● **What is being asked**: Each entry below is to be transcribed exactly.

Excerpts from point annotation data
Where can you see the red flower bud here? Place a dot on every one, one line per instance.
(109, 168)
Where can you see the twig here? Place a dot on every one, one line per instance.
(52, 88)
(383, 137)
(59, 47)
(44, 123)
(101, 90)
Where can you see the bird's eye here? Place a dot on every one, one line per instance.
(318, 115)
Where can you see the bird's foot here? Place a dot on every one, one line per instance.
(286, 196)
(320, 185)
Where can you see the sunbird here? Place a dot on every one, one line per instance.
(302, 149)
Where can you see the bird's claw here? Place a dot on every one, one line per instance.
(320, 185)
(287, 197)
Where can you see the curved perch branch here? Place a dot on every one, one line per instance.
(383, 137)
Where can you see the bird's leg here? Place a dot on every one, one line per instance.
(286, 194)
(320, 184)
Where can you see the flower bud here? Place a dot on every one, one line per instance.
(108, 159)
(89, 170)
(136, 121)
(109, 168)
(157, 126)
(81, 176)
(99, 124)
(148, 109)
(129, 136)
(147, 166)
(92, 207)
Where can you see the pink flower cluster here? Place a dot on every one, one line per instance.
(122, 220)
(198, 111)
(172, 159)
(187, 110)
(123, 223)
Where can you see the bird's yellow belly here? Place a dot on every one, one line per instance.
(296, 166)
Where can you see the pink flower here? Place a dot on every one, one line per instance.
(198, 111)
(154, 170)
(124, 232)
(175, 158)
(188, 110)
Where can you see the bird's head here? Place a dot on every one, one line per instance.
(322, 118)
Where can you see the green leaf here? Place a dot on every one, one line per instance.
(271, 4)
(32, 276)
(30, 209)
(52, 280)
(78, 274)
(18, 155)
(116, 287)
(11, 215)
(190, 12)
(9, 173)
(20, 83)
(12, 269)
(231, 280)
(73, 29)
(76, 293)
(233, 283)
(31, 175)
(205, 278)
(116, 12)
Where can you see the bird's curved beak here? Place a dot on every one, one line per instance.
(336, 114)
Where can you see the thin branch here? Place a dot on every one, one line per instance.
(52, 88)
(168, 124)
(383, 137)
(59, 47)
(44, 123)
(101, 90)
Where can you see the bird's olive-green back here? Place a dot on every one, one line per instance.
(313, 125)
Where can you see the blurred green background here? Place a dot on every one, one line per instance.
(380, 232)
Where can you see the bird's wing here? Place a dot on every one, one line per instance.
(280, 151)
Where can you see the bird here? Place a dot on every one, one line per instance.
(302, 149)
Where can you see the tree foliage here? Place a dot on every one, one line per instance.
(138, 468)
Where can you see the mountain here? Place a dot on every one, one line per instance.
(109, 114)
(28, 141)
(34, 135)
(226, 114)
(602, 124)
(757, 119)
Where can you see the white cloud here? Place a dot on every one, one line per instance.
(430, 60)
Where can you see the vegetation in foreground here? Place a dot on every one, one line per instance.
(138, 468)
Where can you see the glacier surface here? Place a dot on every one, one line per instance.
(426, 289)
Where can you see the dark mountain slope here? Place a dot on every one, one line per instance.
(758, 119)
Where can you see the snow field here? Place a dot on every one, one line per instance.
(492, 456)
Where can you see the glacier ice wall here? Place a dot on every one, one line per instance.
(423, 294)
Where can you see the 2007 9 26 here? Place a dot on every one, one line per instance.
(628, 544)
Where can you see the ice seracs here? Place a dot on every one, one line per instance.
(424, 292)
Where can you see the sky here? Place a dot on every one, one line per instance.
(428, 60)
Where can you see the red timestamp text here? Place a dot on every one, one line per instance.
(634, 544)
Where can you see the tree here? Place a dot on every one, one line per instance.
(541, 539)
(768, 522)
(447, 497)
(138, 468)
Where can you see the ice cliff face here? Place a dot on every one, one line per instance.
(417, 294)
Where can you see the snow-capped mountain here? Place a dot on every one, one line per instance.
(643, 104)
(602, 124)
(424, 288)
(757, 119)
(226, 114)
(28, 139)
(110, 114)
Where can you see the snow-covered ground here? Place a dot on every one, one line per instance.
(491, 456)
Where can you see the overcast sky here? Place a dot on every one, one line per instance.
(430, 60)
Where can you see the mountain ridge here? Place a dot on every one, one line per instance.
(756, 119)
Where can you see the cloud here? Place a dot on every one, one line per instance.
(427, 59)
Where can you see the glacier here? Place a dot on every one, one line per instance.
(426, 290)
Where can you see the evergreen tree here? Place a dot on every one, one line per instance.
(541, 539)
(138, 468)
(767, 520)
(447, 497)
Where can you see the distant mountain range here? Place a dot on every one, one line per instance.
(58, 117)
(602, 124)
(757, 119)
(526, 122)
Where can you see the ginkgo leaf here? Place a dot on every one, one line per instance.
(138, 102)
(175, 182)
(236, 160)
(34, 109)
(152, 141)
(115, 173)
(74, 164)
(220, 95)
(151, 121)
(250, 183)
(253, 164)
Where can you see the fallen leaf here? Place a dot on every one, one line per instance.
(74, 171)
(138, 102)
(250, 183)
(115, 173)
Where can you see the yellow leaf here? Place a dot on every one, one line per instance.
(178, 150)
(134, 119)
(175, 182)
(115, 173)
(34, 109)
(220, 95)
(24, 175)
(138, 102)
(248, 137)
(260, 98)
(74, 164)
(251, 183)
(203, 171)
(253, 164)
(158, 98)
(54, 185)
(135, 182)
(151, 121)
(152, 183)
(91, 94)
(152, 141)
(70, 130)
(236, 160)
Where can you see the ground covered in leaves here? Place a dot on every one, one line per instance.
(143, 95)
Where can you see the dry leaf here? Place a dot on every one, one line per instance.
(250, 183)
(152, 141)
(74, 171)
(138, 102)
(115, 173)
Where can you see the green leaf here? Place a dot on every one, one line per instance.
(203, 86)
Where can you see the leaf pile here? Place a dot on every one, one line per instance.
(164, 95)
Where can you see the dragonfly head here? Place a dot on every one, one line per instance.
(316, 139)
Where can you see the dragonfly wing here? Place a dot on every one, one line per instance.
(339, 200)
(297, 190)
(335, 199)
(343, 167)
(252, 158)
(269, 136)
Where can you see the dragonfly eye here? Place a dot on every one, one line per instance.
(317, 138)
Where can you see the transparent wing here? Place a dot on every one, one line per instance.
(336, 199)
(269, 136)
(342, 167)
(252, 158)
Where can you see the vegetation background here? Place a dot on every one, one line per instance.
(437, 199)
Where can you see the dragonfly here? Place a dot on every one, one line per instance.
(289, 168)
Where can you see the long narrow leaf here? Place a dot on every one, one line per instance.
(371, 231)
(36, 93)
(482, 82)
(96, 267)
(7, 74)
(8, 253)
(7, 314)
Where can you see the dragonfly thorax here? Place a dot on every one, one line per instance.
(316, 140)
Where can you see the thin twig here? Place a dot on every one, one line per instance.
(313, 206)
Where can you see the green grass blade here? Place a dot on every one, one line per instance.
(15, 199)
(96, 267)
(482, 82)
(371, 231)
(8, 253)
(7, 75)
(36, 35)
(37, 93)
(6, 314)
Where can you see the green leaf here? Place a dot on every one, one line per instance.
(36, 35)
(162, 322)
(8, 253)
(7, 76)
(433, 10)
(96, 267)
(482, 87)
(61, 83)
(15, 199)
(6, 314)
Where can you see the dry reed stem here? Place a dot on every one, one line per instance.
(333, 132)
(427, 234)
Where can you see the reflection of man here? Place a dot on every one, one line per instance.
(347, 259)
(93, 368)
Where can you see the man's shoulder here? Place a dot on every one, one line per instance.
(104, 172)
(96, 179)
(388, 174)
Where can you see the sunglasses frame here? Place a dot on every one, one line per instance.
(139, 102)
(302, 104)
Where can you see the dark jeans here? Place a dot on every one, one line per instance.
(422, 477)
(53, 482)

● **Finished answer**:
Where can you see the red flower bud here? Place a dot on every one, one line per instance.
(109, 168)
Where can you see the twig here? Place a dot on every one, one line per instance.
(52, 88)
(383, 137)
(59, 47)
(44, 123)
(101, 90)
Where can you see the bird's eye here? Place a dot on every one, one line per instance.
(318, 115)
Where can you see the bird's foot here? Place a dot on every one, one line per instance.
(286, 196)
(320, 185)
Where can you see the sunbird here? Place a dot on every one, one line per instance.
(302, 149)
Where can you see the bird's claw here? Place a dot on every one, one line per instance.
(320, 185)
(287, 197)
Where can you see the curved perch branch here? Place a dot on every one, one line per instance.
(383, 137)
Where can you see the bird's leg here? Place a dot on every one, one line per instance.
(286, 194)
(320, 184)
Where can you see the flower bud here? Place a dot on every one, one line per instance.
(108, 159)
(89, 170)
(136, 121)
(109, 168)
(157, 126)
(81, 176)
(99, 124)
(148, 109)
(129, 136)
(147, 166)
(92, 207)
Where can you see the pink flower cluster here? Place a dot on every one, one line per instance.
(122, 220)
(198, 111)
(172, 159)
(187, 110)
(123, 223)
Where can you see the bird's yellow belly here? Place a dot on every one, one line per instance.
(296, 166)
Where can you see the pink flower here? Place a dot on every one, one line per instance.
(198, 111)
(154, 170)
(124, 232)
(175, 158)
(188, 110)
Where can you see the bird's head here? Place a dot on every one, one line per instance.
(322, 118)
Where can you see the green leaf here? Place a dot on every one, one line per instance.
(271, 4)
(32, 276)
(30, 209)
(52, 280)
(78, 274)
(18, 155)
(116, 287)
(11, 215)
(190, 12)
(9, 173)
(20, 83)
(12, 269)
(231, 280)
(73, 29)
(76, 293)
(233, 283)
(31, 175)
(205, 278)
(116, 12)
Where can you see the bird's curved beak here? Place a dot on every one, one line per instance.
(336, 114)
Where can you see the thin branch here? Place a dot on every one, one line per instance.
(52, 88)
(168, 124)
(383, 137)
(59, 47)
(44, 123)
(101, 90)
Where can you see the bird's olive-green back here? Place a dot on every one, one line per instance.
(313, 125)
Where can you see the blurred green background here? Place a dot on every one, one line per instance.
(380, 232)
Where can you see the bird's wing here? Place a dot on every one, one line per instance.
(280, 151)
Where can you see the bird here? Place a dot on every one, one line per instance.
(302, 149)
Where can you see the tree foliage here? Place a dot on every one, one line per instance.
(138, 468)
Where can you see the mountain here? Place a dot on every one, one line per instance.
(109, 114)
(28, 141)
(34, 135)
(226, 114)
(602, 124)
(757, 119)
Where can you see the white cloud here? Place a dot on every one, one line per instance.
(430, 60)
Where can you see the vegetation in foreground here? Place a dot on every one, one line per instance.
(138, 468)
Where can you see the glacier surface here? Place a dot on every one, one line per instance.
(426, 289)
Where can you see the dark mountain slope here? Place a dot on every one, one line per instance.
(758, 119)
Where can you see the snow field here? Place a dot on every one, one line per instance.
(492, 456)
Where can you see the glacier ice wall here? Place a dot on every one, one line per instance.
(423, 294)
Where can you see the 2007 9 26 here? Place a dot on every one, one line per instance.
(628, 544)
Where can you see the ice seracs here? Place a dot on every one, one line per instance.
(424, 292)
Where can you see the sky here? Place a dot on every one, one line per instance.
(428, 60)
Where can you see the red timestamp text here? Place a dot on every one, one line per instance.
(634, 544)
Where can you see the tree here? Place a dot on every one, one line per instance.
(541, 539)
(768, 522)
(447, 497)
(138, 468)
Where can you see the ice cliff face here? Place a dot on every one, one line per instance.
(417, 294)
Where can you see the snow-capped mountain here? Place a dot on every one, one line per instance.
(643, 104)
(602, 124)
(424, 288)
(757, 119)
(226, 114)
(28, 139)
(110, 114)
Where can you see the snow-covered ground here? Place a dot on every one, one line per instance.
(491, 456)
Where can you see the overcast sky here? Place a dot on every one, one line per instance.
(430, 60)
Where can you see the mountain ridge here? Place a dot on every one, one line per instance.
(756, 119)
Where can you see the cloud here? Place a dot on every one, one line per instance.
(427, 59)
Where can you see the glacier here? Place a dot on every one, one line per instance.
(426, 290)
Where can you see the evergreen tree here? Place a dot on every one, one line per instance.
(541, 539)
(138, 468)
(767, 520)
(447, 497)
Where can you see the distant mountain range here? Place a dot on every one, one line per instance.
(58, 117)
(602, 124)
(757, 119)
(526, 122)
Where can you see the ginkgo leaf here? Place a dot on every one, one line per instance.
(138, 102)
(175, 182)
(236, 160)
(34, 109)
(152, 141)
(115, 173)
(74, 164)
(220, 95)
(151, 121)
(250, 183)
(253, 164)
Where can you see the fallen leaf here? Place a dot on every one, one line per instance.
(74, 171)
(138, 102)
(250, 183)
(115, 173)
Where can you see the yellow leaf here? Place a dot on every one, one line per instance.
(178, 150)
(134, 119)
(175, 182)
(115, 173)
(34, 109)
(220, 95)
(24, 175)
(138, 102)
(248, 137)
(260, 98)
(74, 164)
(251, 183)
(203, 171)
(253, 164)
(158, 98)
(54, 185)
(135, 182)
(151, 121)
(152, 183)
(91, 94)
(152, 141)
(70, 130)
(236, 160)
Where can you see the ground covered in leaves here? Place a dot on every one, one line per instance.
(143, 95)
Where can you see the dry leaf here? Place a dot on every one, one line per instance.
(250, 183)
(152, 141)
(74, 171)
(138, 102)
(115, 173)
Where can you see the green leaf here? Place a dot on every one, one line per instance.
(203, 86)
Where can you see the leaf pile here? Place a dot on every one, one line per instance.
(164, 95)
Where can you see the dragonfly head here? Place a dot on every one, one line per instance.
(316, 139)
Where can you see the dragonfly wing here? Place a dot on every one, one line per instance.
(339, 200)
(297, 190)
(335, 199)
(343, 167)
(252, 158)
(269, 136)
Where can you see the dragonfly eye here? Place a dot on every one, one line per instance.
(317, 138)
Where can you see the transparent wing here? Place a dot on every one, one line per instance.
(336, 199)
(269, 136)
(342, 167)
(252, 158)
Where can you see the vegetation background here? Place a dot on every one, one line per instance.
(437, 199)
Where can you see the dragonfly here? Place a dot on every one, one line per instance.
(289, 168)
Where can you see the long narrow leaf here? Place a dot on every one, one line per instance.
(371, 231)
(36, 93)
(482, 82)
(96, 267)
(7, 74)
(8, 253)
(7, 314)
Where can you see the dragonfly thorax here? Place a dot on every one, one line per instance.
(316, 140)
Where can you see the thin twig here? Place a dot on every one, one line per instance.
(313, 206)
Where can you see the green grass blade here? Place a dot on every one, one line per instance.
(15, 199)
(96, 267)
(482, 82)
(371, 231)
(8, 253)
(7, 75)
(36, 35)
(37, 93)
(6, 314)
Where can you see the green leaf here? Place a dot on every one, one line per instance.
(36, 35)
(162, 322)
(8, 253)
(7, 76)
(433, 10)
(96, 267)
(482, 87)
(61, 83)
(15, 199)
(6, 314)
Where can you see the dry reed stem here? Place a dot on every one, one line per instance.
(333, 132)
(427, 234)
Where can you see the reflection of man here? Place a dot on every one, one line per instance.
(347, 259)
(93, 368)
Where can you see the man's shoulder here? Place a dot on every one, one line per instance.
(104, 172)
(96, 179)
(388, 174)
Where can you see the sunglasses frame here? Place a dot on every one, one line per instance.
(139, 102)
(302, 104)
Where can you see the dark jeans here? Place a dot on every one, one line per instance.
(422, 477)
(53, 482)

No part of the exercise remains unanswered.